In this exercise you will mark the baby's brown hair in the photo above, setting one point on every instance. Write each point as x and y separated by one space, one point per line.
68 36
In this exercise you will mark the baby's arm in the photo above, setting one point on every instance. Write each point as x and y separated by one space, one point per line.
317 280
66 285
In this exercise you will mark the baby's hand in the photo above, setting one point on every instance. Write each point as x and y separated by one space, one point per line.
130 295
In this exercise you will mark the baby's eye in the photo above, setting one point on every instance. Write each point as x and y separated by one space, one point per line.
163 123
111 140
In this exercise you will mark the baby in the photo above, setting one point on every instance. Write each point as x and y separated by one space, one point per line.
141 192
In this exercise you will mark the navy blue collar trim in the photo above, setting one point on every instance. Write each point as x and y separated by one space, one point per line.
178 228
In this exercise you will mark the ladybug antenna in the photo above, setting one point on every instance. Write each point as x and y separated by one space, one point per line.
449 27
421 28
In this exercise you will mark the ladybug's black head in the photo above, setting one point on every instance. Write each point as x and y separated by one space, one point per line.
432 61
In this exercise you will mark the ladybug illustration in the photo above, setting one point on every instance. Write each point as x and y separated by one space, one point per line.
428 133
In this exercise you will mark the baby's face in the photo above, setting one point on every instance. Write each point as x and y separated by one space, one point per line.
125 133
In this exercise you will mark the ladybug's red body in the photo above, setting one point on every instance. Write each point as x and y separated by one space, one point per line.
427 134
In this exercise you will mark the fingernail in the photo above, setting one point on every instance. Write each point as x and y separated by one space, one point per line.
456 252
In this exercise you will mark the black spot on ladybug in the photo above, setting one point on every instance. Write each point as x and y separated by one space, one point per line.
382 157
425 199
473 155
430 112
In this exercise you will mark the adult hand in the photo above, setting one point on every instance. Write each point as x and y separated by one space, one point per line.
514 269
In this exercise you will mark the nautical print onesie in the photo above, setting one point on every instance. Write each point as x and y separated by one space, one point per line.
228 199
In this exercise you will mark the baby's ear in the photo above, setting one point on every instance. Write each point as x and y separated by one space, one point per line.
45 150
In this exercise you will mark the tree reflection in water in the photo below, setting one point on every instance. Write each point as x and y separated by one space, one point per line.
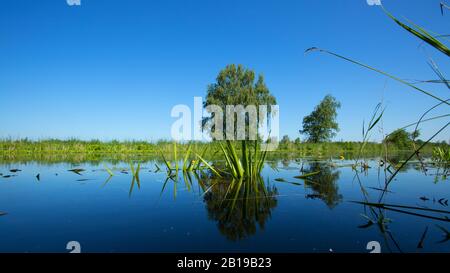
240 207
323 184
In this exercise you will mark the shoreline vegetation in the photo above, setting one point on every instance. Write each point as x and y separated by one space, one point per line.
41 149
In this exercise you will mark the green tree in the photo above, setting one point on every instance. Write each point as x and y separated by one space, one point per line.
285 143
321 125
400 139
236 85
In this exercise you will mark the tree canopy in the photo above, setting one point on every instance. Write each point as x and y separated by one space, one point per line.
236 85
321 124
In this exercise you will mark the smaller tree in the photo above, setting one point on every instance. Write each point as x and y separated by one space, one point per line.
285 143
321 124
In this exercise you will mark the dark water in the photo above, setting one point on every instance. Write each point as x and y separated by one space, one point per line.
200 214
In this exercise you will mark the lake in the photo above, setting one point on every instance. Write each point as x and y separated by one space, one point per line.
197 213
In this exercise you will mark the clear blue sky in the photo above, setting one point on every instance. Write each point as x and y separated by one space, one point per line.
113 69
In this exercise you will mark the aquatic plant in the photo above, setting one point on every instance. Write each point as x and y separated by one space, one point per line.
250 162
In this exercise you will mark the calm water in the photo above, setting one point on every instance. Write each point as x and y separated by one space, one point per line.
199 214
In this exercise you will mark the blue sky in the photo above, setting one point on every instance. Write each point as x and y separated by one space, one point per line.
113 69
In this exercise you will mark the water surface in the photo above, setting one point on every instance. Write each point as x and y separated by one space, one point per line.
196 213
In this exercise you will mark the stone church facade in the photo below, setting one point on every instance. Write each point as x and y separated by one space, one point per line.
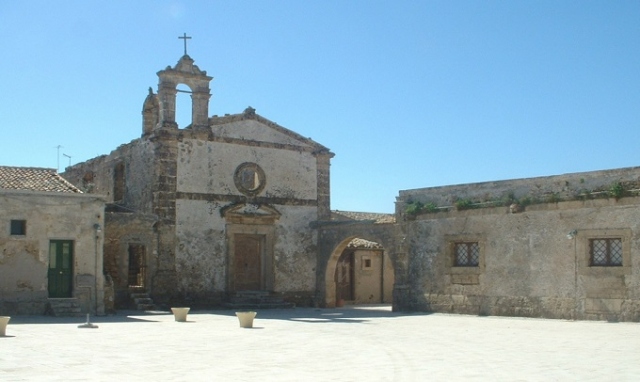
196 213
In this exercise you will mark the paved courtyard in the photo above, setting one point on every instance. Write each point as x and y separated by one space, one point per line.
345 344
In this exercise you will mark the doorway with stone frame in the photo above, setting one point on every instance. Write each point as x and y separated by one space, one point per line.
248 262
250 235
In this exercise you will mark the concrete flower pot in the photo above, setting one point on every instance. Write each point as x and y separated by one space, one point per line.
246 319
180 314
4 320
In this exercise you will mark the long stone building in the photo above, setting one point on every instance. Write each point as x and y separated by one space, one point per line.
562 246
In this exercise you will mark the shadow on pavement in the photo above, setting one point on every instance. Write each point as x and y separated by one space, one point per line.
348 314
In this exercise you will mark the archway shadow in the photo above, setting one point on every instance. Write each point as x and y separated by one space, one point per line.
350 314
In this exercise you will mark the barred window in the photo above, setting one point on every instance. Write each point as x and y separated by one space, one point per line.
466 254
18 227
606 252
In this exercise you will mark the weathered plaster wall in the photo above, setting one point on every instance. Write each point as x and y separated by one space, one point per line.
201 249
121 230
253 130
96 176
528 266
209 167
295 250
24 259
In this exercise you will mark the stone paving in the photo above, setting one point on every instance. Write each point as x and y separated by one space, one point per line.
345 344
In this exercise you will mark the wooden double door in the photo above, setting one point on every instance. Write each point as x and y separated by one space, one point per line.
60 273
248 262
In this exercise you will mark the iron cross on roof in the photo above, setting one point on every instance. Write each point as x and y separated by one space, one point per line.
185 38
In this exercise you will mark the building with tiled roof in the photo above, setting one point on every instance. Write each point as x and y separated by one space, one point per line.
50 245
34 179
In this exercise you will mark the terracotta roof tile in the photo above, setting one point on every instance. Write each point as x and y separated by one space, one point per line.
34 179
362 243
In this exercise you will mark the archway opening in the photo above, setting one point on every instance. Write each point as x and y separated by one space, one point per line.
184 106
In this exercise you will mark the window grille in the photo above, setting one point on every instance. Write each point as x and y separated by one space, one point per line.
606 252
18 227
467 254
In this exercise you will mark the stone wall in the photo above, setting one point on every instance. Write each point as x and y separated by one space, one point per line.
534 261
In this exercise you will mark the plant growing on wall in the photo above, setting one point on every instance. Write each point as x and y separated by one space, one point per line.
616 190
414 208
464 204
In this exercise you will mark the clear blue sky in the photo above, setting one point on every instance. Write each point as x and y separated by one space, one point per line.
407 94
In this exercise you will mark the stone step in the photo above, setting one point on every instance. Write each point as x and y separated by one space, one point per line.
257 300
256 306
143 300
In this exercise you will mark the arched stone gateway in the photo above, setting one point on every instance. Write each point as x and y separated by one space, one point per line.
335 239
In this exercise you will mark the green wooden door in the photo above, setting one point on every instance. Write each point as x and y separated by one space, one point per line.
60 268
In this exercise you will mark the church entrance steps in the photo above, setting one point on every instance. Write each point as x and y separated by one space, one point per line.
63 307
257 300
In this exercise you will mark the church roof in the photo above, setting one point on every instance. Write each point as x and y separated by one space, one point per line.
250 114
377 218
34 179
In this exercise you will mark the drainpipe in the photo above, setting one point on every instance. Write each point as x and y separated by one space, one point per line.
98 229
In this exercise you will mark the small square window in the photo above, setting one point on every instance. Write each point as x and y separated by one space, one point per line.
605 252
466 254
18 227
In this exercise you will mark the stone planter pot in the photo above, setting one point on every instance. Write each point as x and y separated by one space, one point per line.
180 314
246 319
4 320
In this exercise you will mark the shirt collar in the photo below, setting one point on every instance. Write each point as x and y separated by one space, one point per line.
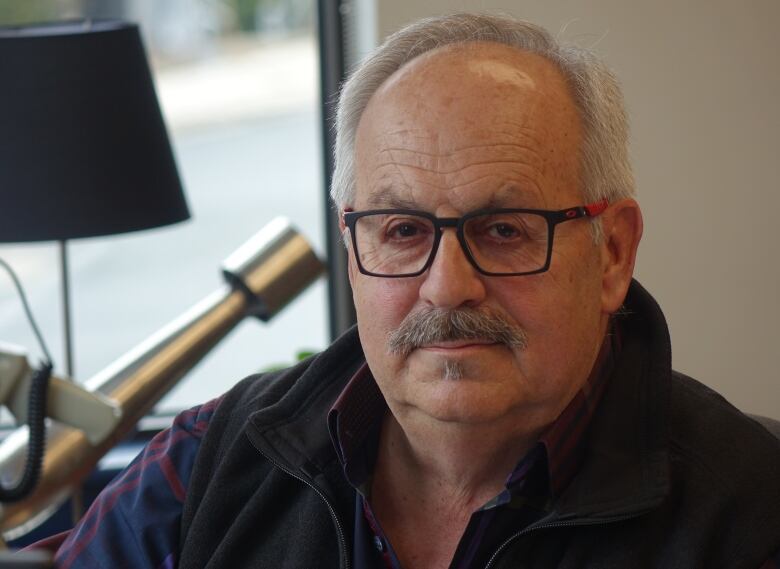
355 420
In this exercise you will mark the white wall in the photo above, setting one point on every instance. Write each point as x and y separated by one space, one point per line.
702 84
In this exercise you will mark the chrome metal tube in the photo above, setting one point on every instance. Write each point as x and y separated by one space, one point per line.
267 273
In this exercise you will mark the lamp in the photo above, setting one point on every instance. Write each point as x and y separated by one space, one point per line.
83 147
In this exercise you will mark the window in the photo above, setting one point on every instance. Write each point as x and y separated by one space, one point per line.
238 84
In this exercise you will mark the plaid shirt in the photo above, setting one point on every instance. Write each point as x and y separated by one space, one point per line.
135 521
540 476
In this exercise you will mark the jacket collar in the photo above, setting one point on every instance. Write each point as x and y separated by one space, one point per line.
625 467
625 470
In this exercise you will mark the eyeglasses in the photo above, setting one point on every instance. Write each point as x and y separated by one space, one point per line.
396 243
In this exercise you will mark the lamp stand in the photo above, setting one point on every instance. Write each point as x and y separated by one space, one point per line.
66 321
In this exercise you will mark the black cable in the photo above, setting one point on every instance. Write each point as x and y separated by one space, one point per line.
36 410
36 446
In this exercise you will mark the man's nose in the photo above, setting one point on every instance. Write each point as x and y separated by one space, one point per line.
451 280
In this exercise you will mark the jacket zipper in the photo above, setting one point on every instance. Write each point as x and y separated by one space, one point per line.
510 539
321 494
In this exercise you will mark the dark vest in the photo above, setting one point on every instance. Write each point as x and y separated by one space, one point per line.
673 475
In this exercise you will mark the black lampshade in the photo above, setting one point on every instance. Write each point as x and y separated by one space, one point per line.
83 146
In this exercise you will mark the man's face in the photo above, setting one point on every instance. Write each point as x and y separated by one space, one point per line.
457 130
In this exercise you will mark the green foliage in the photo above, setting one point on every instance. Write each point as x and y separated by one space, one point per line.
15 12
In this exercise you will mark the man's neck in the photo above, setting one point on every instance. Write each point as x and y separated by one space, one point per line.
430 483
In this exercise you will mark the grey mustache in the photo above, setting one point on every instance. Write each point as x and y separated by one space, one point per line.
442 325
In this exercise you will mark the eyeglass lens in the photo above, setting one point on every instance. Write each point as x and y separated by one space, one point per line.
399 244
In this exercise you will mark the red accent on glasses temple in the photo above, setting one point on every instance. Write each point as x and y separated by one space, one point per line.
596 208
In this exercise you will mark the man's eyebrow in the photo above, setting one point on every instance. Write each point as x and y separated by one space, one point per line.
385 198
513 196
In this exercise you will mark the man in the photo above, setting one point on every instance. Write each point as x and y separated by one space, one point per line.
507 399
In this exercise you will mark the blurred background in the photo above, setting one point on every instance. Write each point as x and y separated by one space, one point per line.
238 86
238 82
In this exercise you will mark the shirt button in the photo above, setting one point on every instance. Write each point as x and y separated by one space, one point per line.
380 546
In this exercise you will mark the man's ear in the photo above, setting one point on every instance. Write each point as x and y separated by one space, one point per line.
622 223
346 242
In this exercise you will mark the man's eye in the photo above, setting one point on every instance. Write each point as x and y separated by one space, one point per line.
403 230
504 231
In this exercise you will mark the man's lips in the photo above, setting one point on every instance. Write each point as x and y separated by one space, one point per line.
458 344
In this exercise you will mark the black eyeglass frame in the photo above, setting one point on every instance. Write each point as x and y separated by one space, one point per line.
553 218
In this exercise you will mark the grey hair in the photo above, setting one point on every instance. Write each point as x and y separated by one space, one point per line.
605 166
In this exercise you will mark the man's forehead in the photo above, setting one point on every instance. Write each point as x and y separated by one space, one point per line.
482 61
389 196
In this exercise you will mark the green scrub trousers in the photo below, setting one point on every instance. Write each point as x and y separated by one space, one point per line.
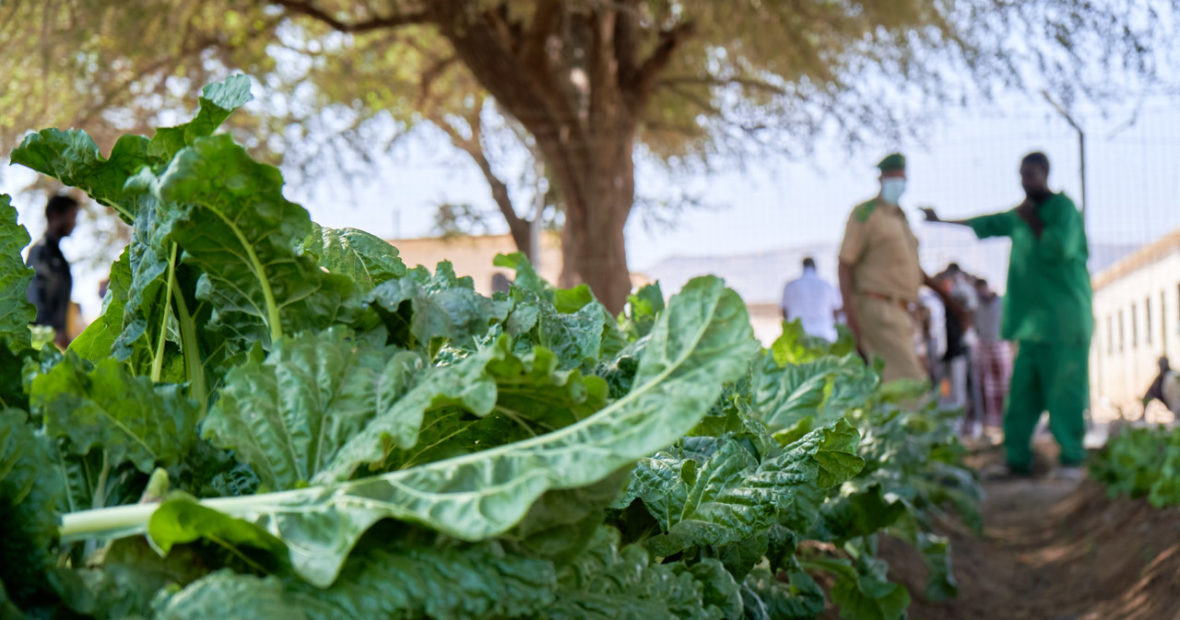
1047 377
1047 313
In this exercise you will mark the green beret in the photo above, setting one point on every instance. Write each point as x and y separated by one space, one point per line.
891 162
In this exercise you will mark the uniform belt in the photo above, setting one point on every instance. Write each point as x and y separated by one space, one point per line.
895 300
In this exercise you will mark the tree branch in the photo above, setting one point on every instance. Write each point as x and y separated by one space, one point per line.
644 77
474 148
545 20
746 83
307 8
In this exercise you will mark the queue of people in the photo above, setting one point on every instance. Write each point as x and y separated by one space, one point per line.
954 330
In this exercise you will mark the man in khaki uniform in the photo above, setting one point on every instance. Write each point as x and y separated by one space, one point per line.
879 273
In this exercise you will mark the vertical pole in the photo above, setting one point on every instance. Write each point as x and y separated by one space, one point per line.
1081 150
537 211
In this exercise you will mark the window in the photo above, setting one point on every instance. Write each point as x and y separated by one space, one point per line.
1134 326
1147 320
1164 322
1122 333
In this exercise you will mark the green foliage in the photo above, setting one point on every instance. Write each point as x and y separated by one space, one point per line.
1141 462
303 428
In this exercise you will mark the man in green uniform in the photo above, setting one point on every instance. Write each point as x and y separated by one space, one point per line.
880 276
1047 312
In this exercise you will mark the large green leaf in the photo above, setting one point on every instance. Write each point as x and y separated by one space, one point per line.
105 406
228 214
289 416
823 389
30 501
217 102
702 341
417 312
732 495
227 593
609 581
766 598
97 340
15 311
72 157
532 397
366 259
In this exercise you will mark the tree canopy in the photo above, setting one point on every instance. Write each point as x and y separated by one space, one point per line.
587 80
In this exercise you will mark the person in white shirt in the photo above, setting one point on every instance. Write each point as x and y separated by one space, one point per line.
813 301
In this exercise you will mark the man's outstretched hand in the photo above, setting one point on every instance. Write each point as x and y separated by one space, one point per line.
1028 211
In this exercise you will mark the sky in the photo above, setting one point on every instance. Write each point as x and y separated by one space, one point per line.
965 164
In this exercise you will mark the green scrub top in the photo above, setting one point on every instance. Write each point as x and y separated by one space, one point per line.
1048 297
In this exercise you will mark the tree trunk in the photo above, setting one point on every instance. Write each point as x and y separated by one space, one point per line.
584 126
598 195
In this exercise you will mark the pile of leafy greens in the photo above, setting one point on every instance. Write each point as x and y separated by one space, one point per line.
1141 462
276 419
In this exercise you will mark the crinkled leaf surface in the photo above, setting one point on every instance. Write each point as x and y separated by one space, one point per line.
30 501
729 495
15 311
289 415
229 216
702 341
105 406
608 581
823 389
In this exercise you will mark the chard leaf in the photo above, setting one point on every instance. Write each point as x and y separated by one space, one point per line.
105 406
228 214
217 102
400 581
702 341
859 514
864 594
97 340
608 582
824 389
289 415
766 598
642 310
729 495
366 259
417 312
30 502
212 595
15 311
72 157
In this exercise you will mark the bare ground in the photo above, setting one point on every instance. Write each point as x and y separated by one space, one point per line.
1054 550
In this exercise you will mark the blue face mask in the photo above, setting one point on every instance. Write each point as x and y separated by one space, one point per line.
892 189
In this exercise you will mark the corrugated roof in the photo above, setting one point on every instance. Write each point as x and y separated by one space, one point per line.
1142 256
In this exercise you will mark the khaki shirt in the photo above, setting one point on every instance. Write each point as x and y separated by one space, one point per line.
882 250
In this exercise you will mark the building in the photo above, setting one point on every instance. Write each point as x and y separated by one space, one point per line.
473 255
1136 320
759 276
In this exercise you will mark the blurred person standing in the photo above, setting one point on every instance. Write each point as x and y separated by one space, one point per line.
955 356
1047 312
880 276
52 284
813 301
992 356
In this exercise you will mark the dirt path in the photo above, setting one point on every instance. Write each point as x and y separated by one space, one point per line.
1056 550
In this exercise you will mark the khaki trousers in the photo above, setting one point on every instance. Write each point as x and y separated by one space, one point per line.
886 332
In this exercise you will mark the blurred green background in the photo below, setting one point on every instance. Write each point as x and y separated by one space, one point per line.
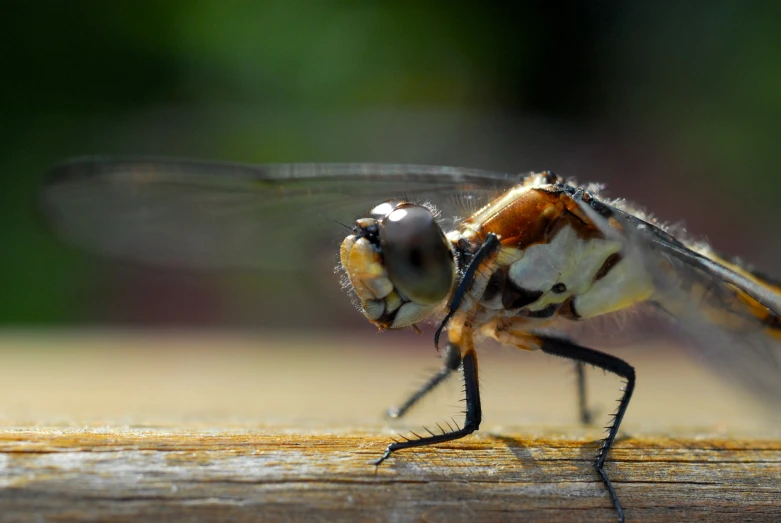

▸ Task objective:
Print nothing except the lines from the one with "In this exercise you will mark the dirt" through the last line of the listing, exactly as written and with pictures removed.

▸ Answer:
In this exercise you will mark the dirt path in the photo above, setting one point on every instance. Write each point as x and y separated by one space, one point per line.
1056 550
In this exercise you will mark the khaki trousers in the photo above, setting one point on every instance. Write each point as x and y separated by one space, one point per line.
886 332
In this exercise you will mark the blurred green background in the photo below, setting one point on every instance. Write each point as x and y separated by one space, one point per line.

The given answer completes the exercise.